→ **Work instruction A**
In the post about Celia Farber's son's wedding, what date does the quoted passage give for the day America loved its President?
→ **Work instruction B**
Reproduce the part of the post about Celia Farber's son's wedding that begins at the words "Celia Farber had" and ends after the words "mother and daughter.".
→ **Work instruction C**
Pick up the post about Celia Farber's son's wedding after its final sentence and continue writing it.

→ **Provided text**

******************************

Celia Farber had an interesting and thought provoking post regarding her son’s wedding in Spain and a photograph she had taken of a very humn connection between mother and daughter.
In it she writes:
Imagine a people and a culture, allowed to love themselves.
We’re allowed too, but we are frozen in trauma.
America loved its President, and probably itself, that day, Nov 22, 1963. Now we have a second chance, not merely through a person, but through a collective reclaiming. They tricked us into believing we weren’t allowed hope. And that if we summoned joy, they would shoot it down in front of us. We were, from that day, orphans, with no family, whether we were born or not. And Covid was the finale.
Why did I give them my life? Why did we? I want it back. We want it back. I can’t give them another day, or another hour, of joylessness.
I came back to the US on the very last day of my visa, knowing full well I would be returning to the repressed frequency of a land where some kind of force conspired against our joy. Knowing full well, I didn’t know how to overcome it. But we weren’t done fighting. America was still taken hostage by the joy killers…
It wasn’t our fault. It was as though a very powerful vacuum cleaner had sucked the life out of the air, leaving us alive but not human. Fighting lies, day in day out, just to break even.
If the kids hadn’t fallen in love and planned a wedding, I wonder if my soul would have “made it” or if it would have forgotten how to be human altogether. It felt like we were all going to be arrested, for breaking the cardinal American rule of Covid: The cardinal rule of Covid was not merely to mask up, live in terror, receive multiple toxic injections, and despise our fellow man. It was somehow implicit that one was supposed to constrict. Move slow, and expect nothing, like a turtle. Go shopping, and come home. Every day the same as the last. Why couldn’t something happen? Here…
Yes, it’s over. The rest is up to us. To shake off the layers and layers of sadness, the decades—to stop living in anticipation of the next boot kick to our rightful, joyful lives. That’s the part none of us talk about. It’s ephemeral. We don’t even think about it as something we are owed. We’re not slaves, or paupers—we’re people. Why is joy so out of the question, since 2020? How do we break out of this misery trance? This tightly wound cat’s cradle of accusations and cynicisms?
I don’t share these two photos to say something about my life, but about life itself.

******************************

→ **Entries provided**
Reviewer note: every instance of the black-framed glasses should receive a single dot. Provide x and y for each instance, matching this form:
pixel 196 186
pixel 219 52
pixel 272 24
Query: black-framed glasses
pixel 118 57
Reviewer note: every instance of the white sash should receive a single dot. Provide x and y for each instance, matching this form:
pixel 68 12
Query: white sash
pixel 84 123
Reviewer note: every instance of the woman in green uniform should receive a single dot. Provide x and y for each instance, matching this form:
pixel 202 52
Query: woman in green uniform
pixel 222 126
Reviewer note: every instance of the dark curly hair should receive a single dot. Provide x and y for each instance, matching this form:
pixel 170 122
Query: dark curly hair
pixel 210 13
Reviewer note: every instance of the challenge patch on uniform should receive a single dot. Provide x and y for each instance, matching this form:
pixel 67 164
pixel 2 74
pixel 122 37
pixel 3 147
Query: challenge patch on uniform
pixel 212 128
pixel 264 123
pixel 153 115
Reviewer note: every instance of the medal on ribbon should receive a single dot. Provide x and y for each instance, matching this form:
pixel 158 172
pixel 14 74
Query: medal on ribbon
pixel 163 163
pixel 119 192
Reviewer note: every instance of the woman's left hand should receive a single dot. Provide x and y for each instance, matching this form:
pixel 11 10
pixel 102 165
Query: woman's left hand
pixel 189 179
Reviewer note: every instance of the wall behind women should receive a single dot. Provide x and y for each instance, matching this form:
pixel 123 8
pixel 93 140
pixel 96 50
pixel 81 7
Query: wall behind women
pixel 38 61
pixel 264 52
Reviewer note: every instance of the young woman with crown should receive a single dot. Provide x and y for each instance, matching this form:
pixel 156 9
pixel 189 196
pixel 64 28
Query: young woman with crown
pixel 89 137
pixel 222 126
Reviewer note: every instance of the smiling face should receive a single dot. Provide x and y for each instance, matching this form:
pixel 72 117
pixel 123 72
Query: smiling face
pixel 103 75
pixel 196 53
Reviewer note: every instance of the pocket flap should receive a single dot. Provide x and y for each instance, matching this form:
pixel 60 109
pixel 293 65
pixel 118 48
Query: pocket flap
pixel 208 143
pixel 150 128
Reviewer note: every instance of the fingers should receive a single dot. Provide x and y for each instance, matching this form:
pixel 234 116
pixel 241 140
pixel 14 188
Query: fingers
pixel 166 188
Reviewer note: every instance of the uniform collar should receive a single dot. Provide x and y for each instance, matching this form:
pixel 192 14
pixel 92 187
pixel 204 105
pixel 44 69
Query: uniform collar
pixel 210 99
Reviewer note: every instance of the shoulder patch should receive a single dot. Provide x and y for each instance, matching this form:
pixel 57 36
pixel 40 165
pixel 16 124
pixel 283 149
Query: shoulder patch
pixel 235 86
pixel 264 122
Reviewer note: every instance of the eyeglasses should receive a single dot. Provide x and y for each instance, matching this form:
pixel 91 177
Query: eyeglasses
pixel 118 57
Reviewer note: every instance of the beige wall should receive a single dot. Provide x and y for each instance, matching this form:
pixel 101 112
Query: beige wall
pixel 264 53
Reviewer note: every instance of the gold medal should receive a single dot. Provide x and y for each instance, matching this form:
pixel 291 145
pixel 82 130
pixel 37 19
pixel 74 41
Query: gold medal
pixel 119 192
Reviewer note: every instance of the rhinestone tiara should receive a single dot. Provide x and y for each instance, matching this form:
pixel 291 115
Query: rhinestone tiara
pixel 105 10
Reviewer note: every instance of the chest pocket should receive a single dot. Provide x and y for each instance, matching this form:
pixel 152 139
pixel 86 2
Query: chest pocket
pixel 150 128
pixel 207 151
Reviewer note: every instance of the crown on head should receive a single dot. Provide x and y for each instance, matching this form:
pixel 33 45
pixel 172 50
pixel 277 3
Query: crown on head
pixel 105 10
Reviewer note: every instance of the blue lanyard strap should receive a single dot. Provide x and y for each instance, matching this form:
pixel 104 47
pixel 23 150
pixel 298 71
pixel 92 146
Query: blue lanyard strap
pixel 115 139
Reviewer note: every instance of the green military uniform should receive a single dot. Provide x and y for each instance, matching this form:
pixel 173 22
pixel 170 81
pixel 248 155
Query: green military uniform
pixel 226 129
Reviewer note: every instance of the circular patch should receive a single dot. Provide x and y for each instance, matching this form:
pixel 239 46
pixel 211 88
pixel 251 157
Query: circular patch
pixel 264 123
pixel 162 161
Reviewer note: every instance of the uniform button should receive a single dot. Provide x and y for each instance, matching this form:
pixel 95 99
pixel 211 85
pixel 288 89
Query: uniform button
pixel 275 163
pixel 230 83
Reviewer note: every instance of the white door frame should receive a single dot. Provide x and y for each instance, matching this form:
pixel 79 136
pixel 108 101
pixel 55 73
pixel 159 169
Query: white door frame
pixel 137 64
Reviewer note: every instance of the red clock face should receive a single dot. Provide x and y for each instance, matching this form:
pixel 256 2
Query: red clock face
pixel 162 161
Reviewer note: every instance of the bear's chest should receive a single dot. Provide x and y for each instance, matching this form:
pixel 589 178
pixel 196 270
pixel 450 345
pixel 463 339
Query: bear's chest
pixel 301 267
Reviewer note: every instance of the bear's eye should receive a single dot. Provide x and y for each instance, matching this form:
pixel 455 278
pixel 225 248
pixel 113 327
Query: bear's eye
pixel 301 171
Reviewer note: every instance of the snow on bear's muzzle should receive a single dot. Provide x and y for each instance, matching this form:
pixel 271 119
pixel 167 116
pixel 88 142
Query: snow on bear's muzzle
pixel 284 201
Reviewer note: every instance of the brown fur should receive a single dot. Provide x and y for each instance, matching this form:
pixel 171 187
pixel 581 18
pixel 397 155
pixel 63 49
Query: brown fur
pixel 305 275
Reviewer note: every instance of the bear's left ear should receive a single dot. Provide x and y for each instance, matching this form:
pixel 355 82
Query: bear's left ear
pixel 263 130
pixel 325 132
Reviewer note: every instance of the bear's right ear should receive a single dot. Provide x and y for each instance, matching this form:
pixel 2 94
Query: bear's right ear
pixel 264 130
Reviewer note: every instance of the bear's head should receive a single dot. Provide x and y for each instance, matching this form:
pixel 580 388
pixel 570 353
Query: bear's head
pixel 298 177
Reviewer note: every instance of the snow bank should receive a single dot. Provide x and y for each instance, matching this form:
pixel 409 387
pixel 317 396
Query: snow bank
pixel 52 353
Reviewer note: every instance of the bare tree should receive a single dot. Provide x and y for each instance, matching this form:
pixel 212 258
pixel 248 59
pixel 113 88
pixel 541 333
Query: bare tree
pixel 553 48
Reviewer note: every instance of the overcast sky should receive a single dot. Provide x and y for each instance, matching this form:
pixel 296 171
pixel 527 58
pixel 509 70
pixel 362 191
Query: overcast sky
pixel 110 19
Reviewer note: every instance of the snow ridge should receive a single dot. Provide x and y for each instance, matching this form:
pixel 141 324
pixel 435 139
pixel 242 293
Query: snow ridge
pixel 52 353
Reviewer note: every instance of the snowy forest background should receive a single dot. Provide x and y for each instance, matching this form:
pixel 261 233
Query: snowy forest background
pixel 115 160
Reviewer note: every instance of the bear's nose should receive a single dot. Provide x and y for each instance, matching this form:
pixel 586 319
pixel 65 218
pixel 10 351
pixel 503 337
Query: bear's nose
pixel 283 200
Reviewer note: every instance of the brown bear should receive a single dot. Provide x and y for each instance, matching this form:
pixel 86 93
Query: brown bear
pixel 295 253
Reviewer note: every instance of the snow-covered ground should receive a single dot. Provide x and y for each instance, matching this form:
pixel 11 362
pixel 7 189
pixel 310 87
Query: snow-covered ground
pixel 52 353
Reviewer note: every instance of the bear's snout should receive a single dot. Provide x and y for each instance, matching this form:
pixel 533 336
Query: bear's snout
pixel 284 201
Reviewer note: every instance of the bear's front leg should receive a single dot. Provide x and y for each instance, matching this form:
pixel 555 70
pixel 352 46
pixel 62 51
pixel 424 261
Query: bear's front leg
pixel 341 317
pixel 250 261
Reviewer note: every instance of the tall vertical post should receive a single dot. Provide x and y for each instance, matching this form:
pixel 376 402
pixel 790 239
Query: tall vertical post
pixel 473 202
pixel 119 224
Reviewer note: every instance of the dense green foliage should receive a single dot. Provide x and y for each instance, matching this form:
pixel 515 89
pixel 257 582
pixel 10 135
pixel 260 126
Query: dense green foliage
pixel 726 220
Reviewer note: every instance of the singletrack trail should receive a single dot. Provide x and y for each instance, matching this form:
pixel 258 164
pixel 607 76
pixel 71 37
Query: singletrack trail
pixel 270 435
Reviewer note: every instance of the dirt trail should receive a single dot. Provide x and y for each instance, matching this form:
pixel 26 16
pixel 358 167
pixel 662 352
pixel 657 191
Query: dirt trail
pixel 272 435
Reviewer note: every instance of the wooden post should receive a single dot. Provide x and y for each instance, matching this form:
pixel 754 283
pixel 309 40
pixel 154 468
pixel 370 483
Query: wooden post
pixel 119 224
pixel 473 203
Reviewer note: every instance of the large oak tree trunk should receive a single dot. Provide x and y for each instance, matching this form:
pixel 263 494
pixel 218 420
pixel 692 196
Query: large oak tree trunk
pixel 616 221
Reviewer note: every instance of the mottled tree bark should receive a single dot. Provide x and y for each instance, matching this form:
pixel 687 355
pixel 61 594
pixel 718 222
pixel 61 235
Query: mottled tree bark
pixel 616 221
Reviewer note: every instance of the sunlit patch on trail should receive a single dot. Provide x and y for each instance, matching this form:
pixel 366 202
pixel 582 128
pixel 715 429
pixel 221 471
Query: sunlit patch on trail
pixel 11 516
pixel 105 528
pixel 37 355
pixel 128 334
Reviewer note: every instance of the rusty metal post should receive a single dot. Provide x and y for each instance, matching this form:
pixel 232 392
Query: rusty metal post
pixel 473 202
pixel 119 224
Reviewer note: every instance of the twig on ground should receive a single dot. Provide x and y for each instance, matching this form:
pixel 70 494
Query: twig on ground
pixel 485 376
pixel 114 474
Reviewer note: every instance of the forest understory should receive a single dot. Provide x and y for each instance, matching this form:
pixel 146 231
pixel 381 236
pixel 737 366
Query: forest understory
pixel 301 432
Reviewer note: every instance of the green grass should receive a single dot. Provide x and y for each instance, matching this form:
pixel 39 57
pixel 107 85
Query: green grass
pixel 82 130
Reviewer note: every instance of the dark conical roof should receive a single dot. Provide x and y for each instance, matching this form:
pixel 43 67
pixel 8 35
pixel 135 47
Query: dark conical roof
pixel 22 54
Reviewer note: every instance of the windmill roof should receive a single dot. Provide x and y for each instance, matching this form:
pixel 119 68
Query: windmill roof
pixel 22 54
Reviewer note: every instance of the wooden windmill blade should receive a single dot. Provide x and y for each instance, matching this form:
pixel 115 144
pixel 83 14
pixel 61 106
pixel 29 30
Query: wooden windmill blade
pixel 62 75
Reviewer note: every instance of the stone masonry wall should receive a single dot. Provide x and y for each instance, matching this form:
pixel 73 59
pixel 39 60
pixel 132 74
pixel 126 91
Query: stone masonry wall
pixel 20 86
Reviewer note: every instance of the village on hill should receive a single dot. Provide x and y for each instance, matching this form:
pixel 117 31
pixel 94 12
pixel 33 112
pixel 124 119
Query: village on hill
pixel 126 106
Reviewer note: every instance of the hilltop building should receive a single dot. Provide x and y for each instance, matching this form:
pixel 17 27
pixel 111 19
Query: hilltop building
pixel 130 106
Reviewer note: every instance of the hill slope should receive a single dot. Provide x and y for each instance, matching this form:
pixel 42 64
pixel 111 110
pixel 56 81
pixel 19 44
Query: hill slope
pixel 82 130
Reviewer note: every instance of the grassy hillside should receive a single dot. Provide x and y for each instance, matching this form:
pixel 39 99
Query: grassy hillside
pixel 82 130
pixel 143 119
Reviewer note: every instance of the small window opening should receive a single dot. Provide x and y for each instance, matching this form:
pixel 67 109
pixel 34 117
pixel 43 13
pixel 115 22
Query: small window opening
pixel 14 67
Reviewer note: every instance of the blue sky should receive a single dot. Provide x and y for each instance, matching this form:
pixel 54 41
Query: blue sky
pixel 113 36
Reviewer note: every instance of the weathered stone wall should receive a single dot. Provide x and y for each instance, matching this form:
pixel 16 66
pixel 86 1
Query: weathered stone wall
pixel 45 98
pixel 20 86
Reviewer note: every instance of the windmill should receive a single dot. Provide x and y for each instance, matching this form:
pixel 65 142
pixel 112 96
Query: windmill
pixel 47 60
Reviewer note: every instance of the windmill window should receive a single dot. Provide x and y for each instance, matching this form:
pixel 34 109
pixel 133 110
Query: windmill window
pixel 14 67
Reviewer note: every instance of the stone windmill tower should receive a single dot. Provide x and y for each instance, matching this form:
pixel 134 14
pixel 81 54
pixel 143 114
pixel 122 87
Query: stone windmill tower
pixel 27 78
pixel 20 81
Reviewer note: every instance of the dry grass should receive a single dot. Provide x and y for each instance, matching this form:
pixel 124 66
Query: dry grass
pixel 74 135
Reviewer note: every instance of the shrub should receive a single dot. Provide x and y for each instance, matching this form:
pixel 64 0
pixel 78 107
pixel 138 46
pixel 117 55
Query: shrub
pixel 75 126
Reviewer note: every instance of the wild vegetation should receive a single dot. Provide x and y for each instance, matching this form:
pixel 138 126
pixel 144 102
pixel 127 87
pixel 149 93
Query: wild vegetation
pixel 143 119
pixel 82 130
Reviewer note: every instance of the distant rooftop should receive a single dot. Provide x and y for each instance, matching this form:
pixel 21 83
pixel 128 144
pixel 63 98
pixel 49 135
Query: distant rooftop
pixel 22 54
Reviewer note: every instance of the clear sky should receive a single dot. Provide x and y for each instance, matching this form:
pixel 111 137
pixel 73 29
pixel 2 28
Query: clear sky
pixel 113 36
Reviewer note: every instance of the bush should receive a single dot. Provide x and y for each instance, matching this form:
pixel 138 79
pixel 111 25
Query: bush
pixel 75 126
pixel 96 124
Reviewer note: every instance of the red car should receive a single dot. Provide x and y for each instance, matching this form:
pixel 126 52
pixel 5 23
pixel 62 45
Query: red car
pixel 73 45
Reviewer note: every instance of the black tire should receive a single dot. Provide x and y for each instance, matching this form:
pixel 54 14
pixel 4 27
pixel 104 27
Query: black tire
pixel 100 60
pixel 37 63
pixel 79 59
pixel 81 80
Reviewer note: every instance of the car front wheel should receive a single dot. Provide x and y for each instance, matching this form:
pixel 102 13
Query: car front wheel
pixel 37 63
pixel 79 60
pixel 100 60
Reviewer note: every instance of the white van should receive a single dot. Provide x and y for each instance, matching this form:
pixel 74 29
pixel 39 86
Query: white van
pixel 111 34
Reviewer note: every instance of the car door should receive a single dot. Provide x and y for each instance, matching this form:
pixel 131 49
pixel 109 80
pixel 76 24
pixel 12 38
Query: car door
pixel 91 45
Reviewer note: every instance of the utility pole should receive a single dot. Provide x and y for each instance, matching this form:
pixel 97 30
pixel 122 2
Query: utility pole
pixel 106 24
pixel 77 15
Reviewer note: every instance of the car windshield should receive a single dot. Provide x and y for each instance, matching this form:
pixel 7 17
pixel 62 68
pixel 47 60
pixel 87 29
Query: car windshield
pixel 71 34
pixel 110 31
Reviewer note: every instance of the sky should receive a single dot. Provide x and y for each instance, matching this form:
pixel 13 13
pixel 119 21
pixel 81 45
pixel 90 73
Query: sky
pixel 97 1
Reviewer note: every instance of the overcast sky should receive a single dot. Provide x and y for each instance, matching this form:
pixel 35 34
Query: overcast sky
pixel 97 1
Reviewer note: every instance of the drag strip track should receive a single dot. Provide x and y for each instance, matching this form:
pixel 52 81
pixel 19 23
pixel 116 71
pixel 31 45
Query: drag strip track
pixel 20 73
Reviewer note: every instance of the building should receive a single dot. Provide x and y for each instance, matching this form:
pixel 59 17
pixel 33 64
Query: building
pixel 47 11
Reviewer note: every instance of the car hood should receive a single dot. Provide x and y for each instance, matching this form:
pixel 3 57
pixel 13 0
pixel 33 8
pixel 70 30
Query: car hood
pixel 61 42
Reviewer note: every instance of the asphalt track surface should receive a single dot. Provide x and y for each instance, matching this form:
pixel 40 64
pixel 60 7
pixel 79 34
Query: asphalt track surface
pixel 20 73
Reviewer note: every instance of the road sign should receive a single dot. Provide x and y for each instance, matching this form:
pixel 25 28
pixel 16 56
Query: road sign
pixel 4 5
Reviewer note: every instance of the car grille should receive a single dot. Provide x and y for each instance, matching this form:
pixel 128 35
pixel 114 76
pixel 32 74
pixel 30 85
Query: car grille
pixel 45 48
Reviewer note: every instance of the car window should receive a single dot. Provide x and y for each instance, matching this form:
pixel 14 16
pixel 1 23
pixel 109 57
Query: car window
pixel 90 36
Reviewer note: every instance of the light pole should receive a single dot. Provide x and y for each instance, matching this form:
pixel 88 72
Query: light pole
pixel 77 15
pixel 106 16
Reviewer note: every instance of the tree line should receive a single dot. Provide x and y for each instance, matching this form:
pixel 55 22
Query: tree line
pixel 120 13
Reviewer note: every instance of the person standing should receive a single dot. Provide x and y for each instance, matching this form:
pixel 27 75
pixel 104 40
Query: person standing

******************************

→ **Answer section A**
Nov 22, 1963

→ **Answer section B**
Celia Farber had an interesting and thought provoking post regarding her son’s wedding in Spain and a photograph she had taken of a very humn connection between mother and daughter.

→ **Answer section C**
I didn’t know how to admit I’d stopped living. Or how sick and tired I was of “fighting.”
Or how empty it felt, to be somebody who understood all this evil long ago. That wasn't what I wanted—to be right.
What I wanted was a family. The very thing the Covid reich could not tolerate, and sought to bring to ruin.
What’s a family?
I see it in these photos. It’s a secret alloy, passed down, a whisper of God’s divine plan for us all. A mother and a daughter, moments before a wedding—a mother stopping to embrace her daughter, amidst the bustle of the last minutes before the ceremony. An ancient energy and promise.
I’ve been harvesting photos from Facebook. All of these were taken during 2020, the year the world decided that Hell would be a nice place. I was trying my best to keep them from taking it all. I still am. I’ll try to go in order, with one from each month.
We went to a celebration for the Chinese New Year in Phuket in January of 2020. They had a nice spread and it was a good party. Nobody knew of the horror that was soon to unfold, but news spread quickly about China’s lockdown, and people became very nervous:
We met with Chaokay in February near Nai Yang beach. Many of the tattoos this guy sports were done by my first husband Oh. He likes spearfishing and now appropriately has a marijuana stand next door to his beach house. He’s a really mellow guy!
This one was from March of 2020. I was feeling good!
The lockdown happened. So I did what any normal human would do: I flew back to America during it. These photos are while I was delivering food near the Fremont Street Experience in April of 2020. They had the whole area closed off with a special entrace for delivery drivers for the few restaurants inside that were taking virtual orders:
Despite being blurry I thought this selfie with my daughters is cute. April 2020.
The girls were enjoying the swimming pool at the hotel in Utah in May 2020. It was one of the more “open” states at the time:
The clouds over Kansas on Interstate 70. May 2020:
The five cousins at the Ohio house with Mom in the background. June 2020
For July 4, 2020 we went to Willow Beach State Park in Arizona and had a BBQ. I can’t remember if they cancelled traditional fireworks displays over Covid or not…
My daughter is swimming in Venice Beach, California in this August 2020 photo:
In September she was trying to figure out how to fashion Barbie clothes out of facemasks in the quarantine hotel in Bangkok. They’re good for something I guess:
She got a new outfit from the Sunday market in October 2020:
Her chickens were growing by November:
I think this is always the answer. From December 2020:
Honestly it looks like you had a much better 2020 than a whole lot of people. Glad you didn't succumb to the madness!
Lovely! We must always remember to celebrate the LOVE in our lives, no matter what's happening around us. Otherwise, what are we fighting to protect?